:: Supplied records
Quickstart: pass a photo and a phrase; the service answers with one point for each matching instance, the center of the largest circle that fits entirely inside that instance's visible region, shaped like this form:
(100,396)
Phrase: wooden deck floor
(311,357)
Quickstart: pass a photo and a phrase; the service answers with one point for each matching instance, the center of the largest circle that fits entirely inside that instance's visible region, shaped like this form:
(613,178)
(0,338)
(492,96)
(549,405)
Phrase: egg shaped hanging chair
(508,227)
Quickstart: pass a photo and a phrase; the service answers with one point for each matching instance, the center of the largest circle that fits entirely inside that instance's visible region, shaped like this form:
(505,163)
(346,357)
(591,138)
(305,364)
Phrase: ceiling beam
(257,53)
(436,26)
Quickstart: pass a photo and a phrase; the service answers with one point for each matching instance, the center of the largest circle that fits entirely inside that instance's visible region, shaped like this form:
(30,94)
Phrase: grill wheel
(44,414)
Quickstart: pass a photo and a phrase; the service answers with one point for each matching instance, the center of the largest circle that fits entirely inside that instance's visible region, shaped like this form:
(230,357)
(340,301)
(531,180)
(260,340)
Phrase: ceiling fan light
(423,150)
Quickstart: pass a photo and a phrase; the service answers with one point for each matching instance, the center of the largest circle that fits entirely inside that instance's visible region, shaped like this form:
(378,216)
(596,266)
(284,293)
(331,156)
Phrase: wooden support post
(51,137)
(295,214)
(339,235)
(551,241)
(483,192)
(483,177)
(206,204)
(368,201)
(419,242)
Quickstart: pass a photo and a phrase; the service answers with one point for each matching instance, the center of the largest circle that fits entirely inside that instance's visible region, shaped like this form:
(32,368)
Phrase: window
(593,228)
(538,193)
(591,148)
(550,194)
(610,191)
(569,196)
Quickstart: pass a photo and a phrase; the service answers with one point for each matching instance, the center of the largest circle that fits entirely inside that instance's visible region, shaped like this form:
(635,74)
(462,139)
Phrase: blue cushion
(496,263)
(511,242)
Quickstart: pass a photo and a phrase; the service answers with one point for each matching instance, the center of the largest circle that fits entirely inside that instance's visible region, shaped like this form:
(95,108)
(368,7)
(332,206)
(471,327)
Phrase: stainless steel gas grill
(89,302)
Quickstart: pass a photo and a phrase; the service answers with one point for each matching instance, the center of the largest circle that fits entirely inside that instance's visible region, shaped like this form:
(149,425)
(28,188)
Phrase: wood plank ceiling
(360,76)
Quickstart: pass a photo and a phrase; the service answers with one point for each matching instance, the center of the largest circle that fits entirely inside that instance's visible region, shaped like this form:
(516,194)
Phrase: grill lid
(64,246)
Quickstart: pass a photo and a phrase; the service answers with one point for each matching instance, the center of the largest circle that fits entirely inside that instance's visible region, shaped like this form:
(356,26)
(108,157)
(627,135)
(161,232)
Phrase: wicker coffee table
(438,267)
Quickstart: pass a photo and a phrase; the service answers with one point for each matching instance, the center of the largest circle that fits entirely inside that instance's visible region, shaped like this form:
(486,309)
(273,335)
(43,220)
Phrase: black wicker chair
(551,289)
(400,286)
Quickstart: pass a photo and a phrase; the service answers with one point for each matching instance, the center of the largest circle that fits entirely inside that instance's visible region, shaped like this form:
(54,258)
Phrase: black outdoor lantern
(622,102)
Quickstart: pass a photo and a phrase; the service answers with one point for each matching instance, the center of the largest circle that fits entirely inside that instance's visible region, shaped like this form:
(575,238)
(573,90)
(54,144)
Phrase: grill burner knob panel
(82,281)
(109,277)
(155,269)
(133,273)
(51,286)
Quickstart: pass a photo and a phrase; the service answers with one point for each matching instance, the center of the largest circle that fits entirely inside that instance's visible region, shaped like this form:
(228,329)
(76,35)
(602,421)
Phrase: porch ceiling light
::::
Requirements.
Each line above must be reproduced exactly as it stands.

Exercise solution.
Quickstart: pass a photo and a phrase; the service answers with one point for each matching instance, the center of the largest circle that fits entirely inside that instance's visible region, shaped like this form:
(100,396)
Phrase: wooden deck floor
(311,357)
Quickstart: pass a photo and a phrase; the service answers with one point for each matching instance, the center of the largest circle that fits entirely inside that instance's visible region, shaped like this form:
(613,178)
(0,338)
(492,96)
(549,405)
Phrase: egg shaped hanging chair
(508,227)
Quickstart: pass a photo and a phrase; the service answers with one point for each matching instance, the center of the largest circle that fits entirely inside that instance's visible region, shaped like this form:
(505,163)
(346,357)
(591,138)
(305,364)
Phrase: ceiling beam
(257,53)
(436,26)
Quickstart: pass a photo and a phrase; the service answers with one point for each matching instance, the center of the largest circle that fits entirely inside that instance's visible region, shaped like this form:
(30,94)
Phrase: grill wheel
(44,414)
Quickstart: pass a photo and a phrase; the service answers with one point for each matching instance, the center of the largest circle that fits entirely inside that instance's visible region, shaped like this form:
(230,357)
(340,301)
(531,180)
(260,340)
Phrase: ceiling fan light
(423,150)
Quickstart: pass a photo and a phrase; the service answers with one point for each matching instance, the center of the largest circle that fits entirely inside that instance's visible region, shaped like this form:
(378,216)
(596,266)
(284,293)
(331,156)
Phrase: wooden support post
(51,137)
(295,214)
(339,235)
(551,241)
(483,192)
(483,177)
(206,204)
(368,201)
(419,242)
Quickstart: pass a photo and a phrase; the service answers with one point for each matching instance, the center of the largest circle that fits entirely inside that instance's visible region, shaped like this form:
(32,368)
Phrase: window
(593,228)
(538,193)
(591,148)
(550,194)
(610,191)
(569,196)
Quickstart: pass a photo and a phrase; the service answers with one point for each matching instance, the center of the largest circle that fits entirely inside that instance's visible region, shaped like this form:
(635,74)
(462,139)
Phrase: blue cushion
(496,263)
(511,242)
Quickstart: pass a photo and a phrase; the service answers with one point for each matching instance, the center of the largest circle that fits entirely inside that instance's visible region, shaped like this form:
(95,108)
(368,7)
(332,206)
(471,327)
Phrase: stainless steel gas grill
(89,302)
Quickstart: pass a photo and a phrase; the service answers with one point for each matching instance, the center of the largest circle that fits entirely inside that instance's visible region, shaped like this form:
(149,425)
(28,188)
Phrase: wood plank ceiling
(360,76)
Quickstart: pass a photo and a phrase; the service answers with one point for each matching instance, the center of the largest circle that fits entirely inside that instance's visible region, shaped like this form:
(516,194)
Phrase: grill lid
(64,246)
Quickstart: pass a photo and a phrase; the service answers with one point for each matching instance, the center of the largest circle that fits entirely inside that instance's visible region, shaped like this form:
(356,26)
(108,157)
(627,135)
(161,232)
Phrase: wicker coffee table
(438,267)
Quickstart: pass a photo and a phrase; the service answers with one point for each matching instance, the center of the largest circle that fits entirely inside that instance's visible region, shaped like this form:
(486,309)
(273,335)
(43,220)
Phrase: black wicker chair
(551,289)
(400,286)
Quickstart: pass a photo and a phrase; the service answers with one point for each matching instance, the center of the largest circle that fits entirely inside that instance's visible region, shaped like this form:
(54,258)
Phrase: black outdoor lantern
(622,102)
Quickstart: pass a photo and a phrase; the service answers with one point for each matching instance, the center of the largest circle that fits entirely inside that instance's visible region, shaped like this form:
(575,238)
(573,90)
(54,144)
Phrase: grill burner knob panel
(82,281)
(109,277)
(155,269)
(133,273)
(51,286)
Quickstart: pass a photo and a phrase; the service answers with one point for each matching instance, the center of the largest circle that fits entirely inside that instance's visible region, shaped like this form:
(228,329)
(76,35)
(602,421)
Phrase: porch ceiling light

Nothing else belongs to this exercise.